» **PASSAGE TO READ**
______________________________
Delicious and moist gluten-free pumpkin muffins, perfect for breakfast or as a snack, infused with warming spices.
Prep Time 10 minutes
Cook Time 20 minutes
Total Time 30 minutes
Course Breakfast, Snack
Cuisine American
Servings 12 muffins
Calories 150 kcal

Ingredients
  

Wet Ingredients

  • 1 can pumpkin puree Use plain pumpkin puree, not pumpkin pie filling.
  • 1/2 cup coconut sugar Can be adjusted for sweetness.
  • 3 pieces eggs Can be replaced with flax eggs for a vegan option.
  • 1/2 cup almond milk Any milk of choice can be used.

Dry Ingredients

  • 2 cups gluten free flour Use a blend with a binding agent.
  • 1/2 teaspoon baking soda Helps with leavening.
  • 1 teaspoon baking powder Another leavening agent.
  • 1 teaspoon cinnamon Adjust according to taste.
  • 1/4 teaspoon nutmeg For added flavor.
  • 1/4 teaspoon salt Enhances flavor.

Instructions
 

Preparation

  • Preheat the oven to 350°F (175°C) and line a muffin tin with paper liners.
______________________________
» **EXCERPTED DATA**
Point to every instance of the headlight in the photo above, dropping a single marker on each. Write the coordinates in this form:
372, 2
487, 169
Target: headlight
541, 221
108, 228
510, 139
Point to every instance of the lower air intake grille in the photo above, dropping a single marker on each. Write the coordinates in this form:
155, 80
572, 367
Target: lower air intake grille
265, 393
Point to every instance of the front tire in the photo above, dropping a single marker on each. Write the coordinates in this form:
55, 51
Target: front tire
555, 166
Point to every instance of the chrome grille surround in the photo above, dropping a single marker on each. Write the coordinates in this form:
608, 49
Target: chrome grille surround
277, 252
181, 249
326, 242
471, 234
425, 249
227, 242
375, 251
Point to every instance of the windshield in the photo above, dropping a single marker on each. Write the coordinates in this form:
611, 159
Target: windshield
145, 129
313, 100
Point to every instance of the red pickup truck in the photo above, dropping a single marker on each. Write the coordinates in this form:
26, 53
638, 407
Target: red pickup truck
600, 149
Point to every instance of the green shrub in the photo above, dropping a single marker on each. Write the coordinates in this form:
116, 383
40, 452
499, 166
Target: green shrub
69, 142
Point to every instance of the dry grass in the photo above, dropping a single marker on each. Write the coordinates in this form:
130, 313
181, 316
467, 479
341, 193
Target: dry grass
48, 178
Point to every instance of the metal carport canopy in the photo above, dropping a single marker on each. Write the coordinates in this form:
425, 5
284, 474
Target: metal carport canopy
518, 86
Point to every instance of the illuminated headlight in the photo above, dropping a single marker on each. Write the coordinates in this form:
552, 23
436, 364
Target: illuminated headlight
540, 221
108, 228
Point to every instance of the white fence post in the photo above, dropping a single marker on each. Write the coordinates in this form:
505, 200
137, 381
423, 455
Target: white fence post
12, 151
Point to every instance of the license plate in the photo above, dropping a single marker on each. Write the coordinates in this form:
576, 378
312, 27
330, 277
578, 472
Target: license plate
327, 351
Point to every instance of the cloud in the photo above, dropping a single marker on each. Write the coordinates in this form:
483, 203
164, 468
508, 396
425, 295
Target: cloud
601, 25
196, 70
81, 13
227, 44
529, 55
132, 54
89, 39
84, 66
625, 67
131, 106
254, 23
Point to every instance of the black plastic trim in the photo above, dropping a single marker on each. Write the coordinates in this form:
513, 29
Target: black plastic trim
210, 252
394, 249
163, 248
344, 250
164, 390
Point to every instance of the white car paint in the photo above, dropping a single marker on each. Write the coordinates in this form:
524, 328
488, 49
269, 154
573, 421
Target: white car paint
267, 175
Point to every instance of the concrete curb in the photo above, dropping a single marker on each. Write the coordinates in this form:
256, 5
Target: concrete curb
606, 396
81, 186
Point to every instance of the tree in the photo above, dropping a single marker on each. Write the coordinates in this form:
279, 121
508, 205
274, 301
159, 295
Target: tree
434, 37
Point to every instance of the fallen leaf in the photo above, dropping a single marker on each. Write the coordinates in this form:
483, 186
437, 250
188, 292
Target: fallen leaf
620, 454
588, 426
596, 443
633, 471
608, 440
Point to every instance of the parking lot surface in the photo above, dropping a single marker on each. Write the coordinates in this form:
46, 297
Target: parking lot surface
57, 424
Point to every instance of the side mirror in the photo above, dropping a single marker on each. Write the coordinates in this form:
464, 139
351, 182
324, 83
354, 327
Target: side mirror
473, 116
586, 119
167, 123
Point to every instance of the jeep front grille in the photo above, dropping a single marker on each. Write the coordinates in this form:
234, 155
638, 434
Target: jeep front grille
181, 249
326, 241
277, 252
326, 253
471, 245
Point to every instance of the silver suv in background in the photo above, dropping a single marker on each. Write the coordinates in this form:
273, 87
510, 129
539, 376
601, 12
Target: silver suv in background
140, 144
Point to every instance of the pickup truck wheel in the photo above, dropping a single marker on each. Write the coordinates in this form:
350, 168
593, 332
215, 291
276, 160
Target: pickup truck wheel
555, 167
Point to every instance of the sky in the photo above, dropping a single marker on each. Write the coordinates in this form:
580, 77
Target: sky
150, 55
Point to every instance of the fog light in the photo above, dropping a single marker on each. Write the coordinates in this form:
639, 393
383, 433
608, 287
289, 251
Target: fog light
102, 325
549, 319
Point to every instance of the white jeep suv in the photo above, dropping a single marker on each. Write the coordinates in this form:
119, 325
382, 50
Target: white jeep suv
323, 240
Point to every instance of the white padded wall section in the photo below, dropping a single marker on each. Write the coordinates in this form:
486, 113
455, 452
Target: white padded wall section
______________________________
» **TO BE DONE**
a) Translate this sentence from the pumpkin muffin recipe into Spanish: "Preheat the oven to 350°F (175°C) and line a muffin tin with paper liners."
b) Repeat everything in the pumpkin muffin recipe from "Wet Ingredients" down to "Another leavening agent.".
c) Carry on the pumpkin muffin recipe past its final preparation step.
This material has nothing to do with the pumpkin muffin recipe.

» **RESULTS OF THE EXERCISE**
a) Precalienta el horno a 350 °F (175 °C) y cubre un molde para muffins con cápsulas de papel.

b)
Wet Ingredients

  • 1 can pumpkin puree Use plain pumpkin puree, not pumpkin pie filling.
  • 1/2 cup coconut sugar Can be adjusted for sweetness.
  • 3 pieces eggs Can be replaced with flax eggs for a vegan option.
  • 1/2 cup almond milk Any milk of choice can be used.

Dry Ingredients

  • 2 cups gluten free flour Use a blend with a binding agent.
  • 1/2 teaspoon baking soda Helps with leavening.
  • 1 teaspoon baking powder Another leavening agent.

c)
  • In a large bowl, mix together the pumpkin puree, coconut sugar, and eggs.
  • In another bowl, whisk together the gluten-free flour, baking soda, baking powder, cinnamon, nutmeg, and salt.
  • Gradually add the dry ingredients to the wet ingredients, alternating with the almond milk, until just combined.

Baking

  • Pour the batter into the prepared muffin tin, filling each cup about 2/3 full.
  • Bake for 18-20 minutes, or until a toothpick inserted into the center comes out clean.
  • Allow the muffins to cool before serving.

Notes

Best served warm, can be enjoyed plain or with butter/cream cheese. Store in an airtight container for up to 3 days or freeze for about 2 months.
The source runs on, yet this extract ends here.